- [Problem details]: List all lines of the data that include the string "every".

[Collected data entries]

● ● ●

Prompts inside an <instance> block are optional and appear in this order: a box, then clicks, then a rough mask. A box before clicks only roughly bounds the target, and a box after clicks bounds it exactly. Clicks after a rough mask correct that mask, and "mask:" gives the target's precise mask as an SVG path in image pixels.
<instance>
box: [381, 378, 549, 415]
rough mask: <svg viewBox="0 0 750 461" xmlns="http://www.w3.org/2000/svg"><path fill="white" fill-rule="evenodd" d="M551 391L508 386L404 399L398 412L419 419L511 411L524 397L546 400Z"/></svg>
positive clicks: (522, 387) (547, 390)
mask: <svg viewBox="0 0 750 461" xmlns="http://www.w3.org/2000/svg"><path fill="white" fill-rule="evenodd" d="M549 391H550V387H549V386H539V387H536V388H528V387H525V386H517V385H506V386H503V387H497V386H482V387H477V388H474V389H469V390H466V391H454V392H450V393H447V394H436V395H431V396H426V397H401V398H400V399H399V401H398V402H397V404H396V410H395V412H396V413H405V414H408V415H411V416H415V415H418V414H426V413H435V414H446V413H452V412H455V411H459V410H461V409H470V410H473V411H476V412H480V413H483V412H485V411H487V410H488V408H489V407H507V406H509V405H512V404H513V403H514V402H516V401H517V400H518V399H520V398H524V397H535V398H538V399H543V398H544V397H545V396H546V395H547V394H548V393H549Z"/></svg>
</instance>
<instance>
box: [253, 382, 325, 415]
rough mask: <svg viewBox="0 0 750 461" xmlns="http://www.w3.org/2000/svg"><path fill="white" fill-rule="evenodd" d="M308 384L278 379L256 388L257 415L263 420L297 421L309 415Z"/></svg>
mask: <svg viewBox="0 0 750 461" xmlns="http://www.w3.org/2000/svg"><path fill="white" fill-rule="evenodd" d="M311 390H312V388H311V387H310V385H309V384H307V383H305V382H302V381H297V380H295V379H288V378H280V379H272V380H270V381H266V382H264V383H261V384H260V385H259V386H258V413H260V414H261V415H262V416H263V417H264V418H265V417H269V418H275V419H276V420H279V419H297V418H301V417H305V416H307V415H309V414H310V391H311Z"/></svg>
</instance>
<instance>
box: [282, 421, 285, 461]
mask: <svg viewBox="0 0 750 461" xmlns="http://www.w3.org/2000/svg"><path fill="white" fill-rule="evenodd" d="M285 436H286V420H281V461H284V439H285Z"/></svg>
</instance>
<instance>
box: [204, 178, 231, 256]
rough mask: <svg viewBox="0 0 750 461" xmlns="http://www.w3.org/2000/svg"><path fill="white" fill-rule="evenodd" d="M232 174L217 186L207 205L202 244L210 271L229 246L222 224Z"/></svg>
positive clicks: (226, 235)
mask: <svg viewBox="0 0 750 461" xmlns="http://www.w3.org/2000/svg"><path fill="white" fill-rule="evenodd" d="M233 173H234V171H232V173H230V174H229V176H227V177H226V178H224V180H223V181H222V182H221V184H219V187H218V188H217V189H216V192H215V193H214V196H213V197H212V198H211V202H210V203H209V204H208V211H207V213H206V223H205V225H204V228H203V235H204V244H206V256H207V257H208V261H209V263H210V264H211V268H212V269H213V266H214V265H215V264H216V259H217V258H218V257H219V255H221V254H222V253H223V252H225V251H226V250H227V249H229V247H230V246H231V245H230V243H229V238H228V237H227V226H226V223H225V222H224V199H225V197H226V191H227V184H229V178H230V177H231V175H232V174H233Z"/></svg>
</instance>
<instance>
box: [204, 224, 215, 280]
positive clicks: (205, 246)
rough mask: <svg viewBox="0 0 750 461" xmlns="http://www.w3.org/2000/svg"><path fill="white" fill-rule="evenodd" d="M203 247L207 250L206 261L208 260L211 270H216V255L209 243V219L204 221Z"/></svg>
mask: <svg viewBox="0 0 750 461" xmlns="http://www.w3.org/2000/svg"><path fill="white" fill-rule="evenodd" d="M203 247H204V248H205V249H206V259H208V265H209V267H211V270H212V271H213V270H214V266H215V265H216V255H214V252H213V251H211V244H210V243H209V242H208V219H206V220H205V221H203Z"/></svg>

● ● ●

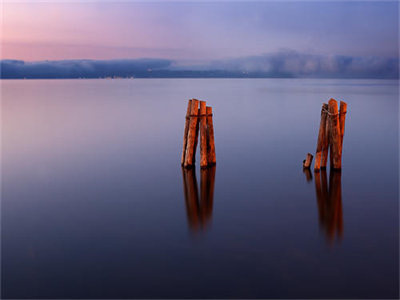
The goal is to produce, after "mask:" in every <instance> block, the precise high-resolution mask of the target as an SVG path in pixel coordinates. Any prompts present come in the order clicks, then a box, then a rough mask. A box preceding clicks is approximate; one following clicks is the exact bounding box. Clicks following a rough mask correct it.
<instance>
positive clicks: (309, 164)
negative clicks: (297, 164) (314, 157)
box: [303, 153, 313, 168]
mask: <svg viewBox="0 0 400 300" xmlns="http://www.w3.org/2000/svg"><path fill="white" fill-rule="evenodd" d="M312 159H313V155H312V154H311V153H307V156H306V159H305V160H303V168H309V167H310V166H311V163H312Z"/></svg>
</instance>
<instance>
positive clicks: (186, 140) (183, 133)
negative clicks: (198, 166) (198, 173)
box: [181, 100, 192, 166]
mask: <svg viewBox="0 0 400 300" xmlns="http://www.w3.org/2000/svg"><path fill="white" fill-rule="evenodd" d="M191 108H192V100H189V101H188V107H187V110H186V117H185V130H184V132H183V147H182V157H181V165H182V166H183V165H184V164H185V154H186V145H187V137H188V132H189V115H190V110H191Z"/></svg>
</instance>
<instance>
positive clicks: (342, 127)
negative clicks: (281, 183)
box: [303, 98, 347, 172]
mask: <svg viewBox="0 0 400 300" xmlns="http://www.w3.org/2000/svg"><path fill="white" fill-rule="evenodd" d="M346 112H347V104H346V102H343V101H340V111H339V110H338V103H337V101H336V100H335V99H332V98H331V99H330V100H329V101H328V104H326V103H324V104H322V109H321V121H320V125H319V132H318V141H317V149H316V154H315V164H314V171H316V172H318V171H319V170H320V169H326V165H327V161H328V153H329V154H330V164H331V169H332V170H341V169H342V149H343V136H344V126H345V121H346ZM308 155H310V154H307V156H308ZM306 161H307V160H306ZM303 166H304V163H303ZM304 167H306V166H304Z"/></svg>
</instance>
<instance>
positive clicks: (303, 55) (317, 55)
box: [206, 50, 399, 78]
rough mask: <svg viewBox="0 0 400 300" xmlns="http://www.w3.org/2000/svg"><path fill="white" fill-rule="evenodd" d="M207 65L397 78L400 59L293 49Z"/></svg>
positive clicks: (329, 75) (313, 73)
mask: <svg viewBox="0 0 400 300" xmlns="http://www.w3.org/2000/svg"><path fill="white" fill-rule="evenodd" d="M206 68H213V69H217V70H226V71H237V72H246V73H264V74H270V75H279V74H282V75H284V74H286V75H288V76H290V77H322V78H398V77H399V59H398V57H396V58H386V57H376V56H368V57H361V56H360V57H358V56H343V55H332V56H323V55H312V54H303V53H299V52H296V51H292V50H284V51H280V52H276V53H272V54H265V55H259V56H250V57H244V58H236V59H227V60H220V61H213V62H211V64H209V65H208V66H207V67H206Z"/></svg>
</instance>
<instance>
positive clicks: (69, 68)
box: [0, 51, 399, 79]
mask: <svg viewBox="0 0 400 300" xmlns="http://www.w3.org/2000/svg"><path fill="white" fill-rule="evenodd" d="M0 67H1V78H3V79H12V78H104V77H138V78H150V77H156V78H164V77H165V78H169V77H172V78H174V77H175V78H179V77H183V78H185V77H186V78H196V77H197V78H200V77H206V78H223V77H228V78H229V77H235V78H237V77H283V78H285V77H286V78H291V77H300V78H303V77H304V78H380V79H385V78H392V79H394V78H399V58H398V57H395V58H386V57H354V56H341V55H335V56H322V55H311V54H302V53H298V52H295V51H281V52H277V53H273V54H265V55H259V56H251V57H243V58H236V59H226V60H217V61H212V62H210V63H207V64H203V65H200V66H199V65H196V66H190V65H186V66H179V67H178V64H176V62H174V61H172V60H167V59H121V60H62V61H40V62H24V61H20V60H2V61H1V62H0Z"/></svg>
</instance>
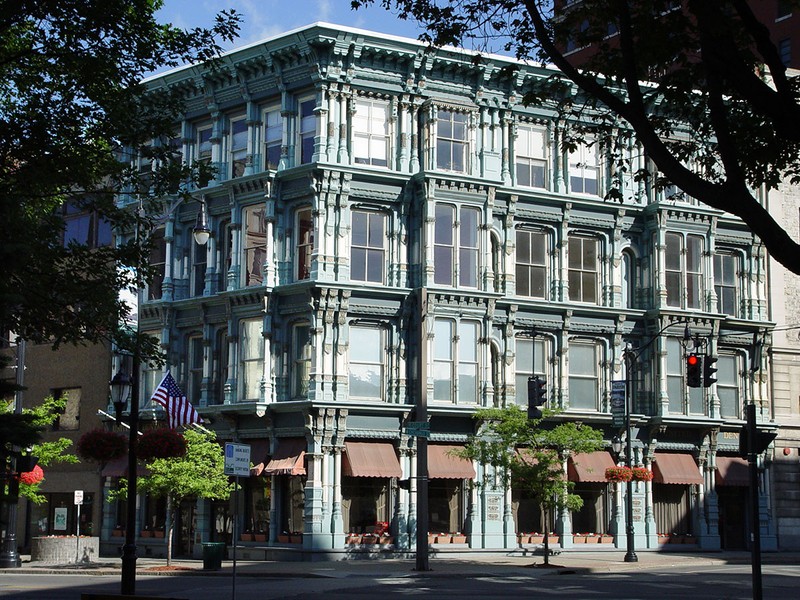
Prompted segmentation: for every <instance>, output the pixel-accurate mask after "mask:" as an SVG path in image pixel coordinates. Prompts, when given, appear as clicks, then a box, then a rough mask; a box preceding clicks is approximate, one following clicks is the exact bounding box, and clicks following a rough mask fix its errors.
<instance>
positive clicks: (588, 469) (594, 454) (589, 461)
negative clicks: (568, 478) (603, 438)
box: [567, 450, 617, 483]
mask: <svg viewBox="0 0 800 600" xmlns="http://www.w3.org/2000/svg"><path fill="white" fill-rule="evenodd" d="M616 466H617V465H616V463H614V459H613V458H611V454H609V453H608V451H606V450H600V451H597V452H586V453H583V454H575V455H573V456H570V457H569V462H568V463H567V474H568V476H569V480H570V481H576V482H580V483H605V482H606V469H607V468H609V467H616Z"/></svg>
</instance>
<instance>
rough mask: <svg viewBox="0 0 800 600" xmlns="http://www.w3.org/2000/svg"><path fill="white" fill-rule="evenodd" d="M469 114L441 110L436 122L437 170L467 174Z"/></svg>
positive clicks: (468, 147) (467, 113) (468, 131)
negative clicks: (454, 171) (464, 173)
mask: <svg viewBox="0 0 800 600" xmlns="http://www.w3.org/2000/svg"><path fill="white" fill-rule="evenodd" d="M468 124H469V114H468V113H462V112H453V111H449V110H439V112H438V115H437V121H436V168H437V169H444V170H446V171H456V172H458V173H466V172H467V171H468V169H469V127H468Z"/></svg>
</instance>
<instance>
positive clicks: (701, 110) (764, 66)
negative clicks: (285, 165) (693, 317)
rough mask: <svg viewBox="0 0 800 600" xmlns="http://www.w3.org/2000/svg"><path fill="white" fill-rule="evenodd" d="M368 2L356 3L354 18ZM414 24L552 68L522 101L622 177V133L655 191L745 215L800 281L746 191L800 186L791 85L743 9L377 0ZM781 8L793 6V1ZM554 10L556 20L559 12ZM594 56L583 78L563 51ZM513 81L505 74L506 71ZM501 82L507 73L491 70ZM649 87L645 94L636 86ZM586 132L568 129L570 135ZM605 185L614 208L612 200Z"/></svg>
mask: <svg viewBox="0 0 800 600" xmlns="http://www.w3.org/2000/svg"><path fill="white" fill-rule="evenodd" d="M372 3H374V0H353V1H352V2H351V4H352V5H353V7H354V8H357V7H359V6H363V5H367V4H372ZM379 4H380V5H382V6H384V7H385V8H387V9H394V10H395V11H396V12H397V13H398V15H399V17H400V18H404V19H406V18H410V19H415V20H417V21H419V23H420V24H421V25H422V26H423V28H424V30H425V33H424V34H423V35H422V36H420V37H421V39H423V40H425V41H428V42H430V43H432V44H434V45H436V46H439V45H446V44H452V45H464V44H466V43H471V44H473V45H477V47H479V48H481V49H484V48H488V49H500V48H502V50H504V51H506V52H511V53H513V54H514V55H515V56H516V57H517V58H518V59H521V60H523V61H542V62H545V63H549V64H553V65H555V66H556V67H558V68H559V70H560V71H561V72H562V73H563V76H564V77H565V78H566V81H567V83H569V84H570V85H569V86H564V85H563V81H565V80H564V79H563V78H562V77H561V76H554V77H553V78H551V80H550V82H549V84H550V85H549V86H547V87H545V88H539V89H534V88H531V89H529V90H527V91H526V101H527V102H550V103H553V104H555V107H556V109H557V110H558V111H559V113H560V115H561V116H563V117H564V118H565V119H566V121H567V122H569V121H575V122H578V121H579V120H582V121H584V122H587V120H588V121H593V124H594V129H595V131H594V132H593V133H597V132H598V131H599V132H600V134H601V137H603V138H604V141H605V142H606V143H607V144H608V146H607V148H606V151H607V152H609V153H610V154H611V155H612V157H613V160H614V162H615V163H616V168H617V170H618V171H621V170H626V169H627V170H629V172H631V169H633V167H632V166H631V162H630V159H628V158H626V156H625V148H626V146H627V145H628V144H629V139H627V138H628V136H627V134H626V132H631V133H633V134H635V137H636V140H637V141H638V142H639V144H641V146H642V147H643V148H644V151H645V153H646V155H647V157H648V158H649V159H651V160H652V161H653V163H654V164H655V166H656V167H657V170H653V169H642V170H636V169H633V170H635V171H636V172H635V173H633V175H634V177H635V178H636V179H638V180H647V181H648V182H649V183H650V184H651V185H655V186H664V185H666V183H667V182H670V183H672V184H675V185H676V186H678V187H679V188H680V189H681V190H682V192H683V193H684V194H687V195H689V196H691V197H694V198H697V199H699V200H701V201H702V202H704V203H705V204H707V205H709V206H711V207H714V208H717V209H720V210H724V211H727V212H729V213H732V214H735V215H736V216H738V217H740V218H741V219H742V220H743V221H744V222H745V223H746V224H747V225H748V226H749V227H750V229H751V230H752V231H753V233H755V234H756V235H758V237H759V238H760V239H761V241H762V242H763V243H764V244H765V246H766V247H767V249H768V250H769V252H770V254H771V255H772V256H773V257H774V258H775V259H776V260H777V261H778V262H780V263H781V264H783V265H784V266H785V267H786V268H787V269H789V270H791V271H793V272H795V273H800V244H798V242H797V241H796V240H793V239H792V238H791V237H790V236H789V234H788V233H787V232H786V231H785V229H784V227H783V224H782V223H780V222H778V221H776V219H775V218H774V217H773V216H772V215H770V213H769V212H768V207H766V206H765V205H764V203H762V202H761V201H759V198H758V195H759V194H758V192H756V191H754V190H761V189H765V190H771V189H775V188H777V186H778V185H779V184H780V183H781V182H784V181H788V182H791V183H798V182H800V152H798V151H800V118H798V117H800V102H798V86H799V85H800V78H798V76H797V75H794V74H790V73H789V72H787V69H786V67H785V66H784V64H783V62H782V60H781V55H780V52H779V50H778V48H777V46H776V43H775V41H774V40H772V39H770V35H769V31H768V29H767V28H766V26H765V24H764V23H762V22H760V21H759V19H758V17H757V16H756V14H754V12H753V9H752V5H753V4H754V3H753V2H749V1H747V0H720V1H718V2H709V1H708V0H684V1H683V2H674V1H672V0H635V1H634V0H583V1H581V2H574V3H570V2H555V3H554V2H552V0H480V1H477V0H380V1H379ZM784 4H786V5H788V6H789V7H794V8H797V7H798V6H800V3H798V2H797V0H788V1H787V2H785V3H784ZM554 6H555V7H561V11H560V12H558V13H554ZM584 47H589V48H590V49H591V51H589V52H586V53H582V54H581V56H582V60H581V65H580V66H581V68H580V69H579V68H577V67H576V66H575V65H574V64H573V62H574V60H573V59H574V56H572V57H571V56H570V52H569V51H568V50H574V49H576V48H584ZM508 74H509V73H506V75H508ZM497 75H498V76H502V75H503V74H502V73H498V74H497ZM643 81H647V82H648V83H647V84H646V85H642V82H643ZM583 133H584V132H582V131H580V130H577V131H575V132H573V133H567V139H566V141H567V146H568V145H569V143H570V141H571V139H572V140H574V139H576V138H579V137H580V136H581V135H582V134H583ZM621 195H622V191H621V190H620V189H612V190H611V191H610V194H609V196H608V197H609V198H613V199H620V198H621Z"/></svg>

● ● ●

- [Response to the exercise]:
The goal is to produce, after "mask:" in every <instance> block, the precise high-resolution mask of the target as an SVG path in pixel coordinates. Any prompts present come in the order clicks, then a box, then a rough mask. A box preceding clicks is approximate; one following clicks is the exact bounding box. Clicks following a rough mask correct it.
Prompted segmentation: for every <instance>, output the pixel-accurate mask after "mask:" as an SVG path in image pixel coordinates. Prompts, when given, appear as clicks, then a box, then a rough mask; a box preceding clicks is approximate, one following clicks is the exact bounding box, and clicks following a rough mask fix its errors.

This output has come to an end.